Saved entries:
════════
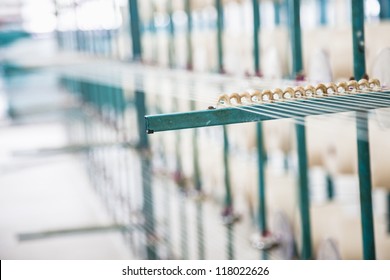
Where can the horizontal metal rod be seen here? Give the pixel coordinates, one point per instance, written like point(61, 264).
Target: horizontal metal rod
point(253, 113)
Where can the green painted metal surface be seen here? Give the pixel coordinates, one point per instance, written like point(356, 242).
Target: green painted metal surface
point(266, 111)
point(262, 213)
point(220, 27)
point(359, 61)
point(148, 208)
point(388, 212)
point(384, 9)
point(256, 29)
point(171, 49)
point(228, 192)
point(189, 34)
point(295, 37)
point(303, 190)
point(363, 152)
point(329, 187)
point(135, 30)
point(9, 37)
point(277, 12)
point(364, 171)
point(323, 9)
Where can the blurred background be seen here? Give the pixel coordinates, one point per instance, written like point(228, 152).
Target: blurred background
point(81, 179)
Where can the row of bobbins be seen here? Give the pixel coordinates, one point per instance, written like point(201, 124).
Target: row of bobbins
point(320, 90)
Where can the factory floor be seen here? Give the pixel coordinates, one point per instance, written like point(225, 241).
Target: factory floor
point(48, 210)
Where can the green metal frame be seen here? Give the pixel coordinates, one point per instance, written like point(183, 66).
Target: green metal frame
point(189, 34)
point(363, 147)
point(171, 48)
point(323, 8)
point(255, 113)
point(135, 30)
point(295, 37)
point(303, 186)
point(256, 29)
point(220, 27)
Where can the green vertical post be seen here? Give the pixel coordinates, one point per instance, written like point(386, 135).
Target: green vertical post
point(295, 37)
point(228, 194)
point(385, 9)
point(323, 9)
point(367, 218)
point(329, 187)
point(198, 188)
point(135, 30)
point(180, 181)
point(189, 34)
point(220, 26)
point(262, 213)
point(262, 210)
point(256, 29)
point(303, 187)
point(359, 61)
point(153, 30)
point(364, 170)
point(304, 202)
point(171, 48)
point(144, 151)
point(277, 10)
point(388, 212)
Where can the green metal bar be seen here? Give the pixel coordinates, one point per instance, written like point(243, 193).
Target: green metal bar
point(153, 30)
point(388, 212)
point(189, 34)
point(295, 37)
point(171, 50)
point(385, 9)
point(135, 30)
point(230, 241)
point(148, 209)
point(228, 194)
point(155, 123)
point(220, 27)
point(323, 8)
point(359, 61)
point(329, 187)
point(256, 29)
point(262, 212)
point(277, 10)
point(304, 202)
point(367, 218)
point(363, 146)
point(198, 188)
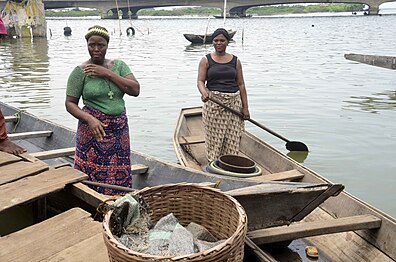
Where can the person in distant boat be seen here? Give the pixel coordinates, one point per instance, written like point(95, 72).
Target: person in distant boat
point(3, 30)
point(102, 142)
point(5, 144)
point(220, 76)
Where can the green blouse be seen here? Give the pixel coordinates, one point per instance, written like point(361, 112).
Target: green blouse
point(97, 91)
════════
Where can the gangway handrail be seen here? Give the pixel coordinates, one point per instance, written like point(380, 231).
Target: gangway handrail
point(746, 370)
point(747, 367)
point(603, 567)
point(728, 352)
════════
◆ **Prompt**:
Copy the listing from the line with "Where can the horizontal" to the line with "point(81, 179)", replacing "blurred background" with "hazy background" and leaving everything else unchanged.

◆ **Exercise answer**:
Where can the horizontal metal rod be seen here? Give the pixel coordinates, one point per instance, written like point(61, 264).
Target: horizontal metal rod
point(253, 113)
Where can the green painted metal surface be seen here? Give the pixel coordinates, one point per instance, written like point(356, 242).
Target: green painted metal surface
point(266, 111)
point(262, 213)
point(220, 27)
point(359, 61)
point(148, 208)
point(388, 212)
point(384, 9)
point(256, 29)
point(171, 49)
point(228, 192)
point(189, 34)
point(295, 37)
point(303, 190)
point(363, 152)
point(329, 187)
point(135, 30)
point(9, 37)
point(277, 12)
point(364, 171)
point(323, 9)
Where can the hazy background be seen here? Give the pixel coordinates, one point per instance, written like point(228, 152).
Target: hazy background
point(81, 179)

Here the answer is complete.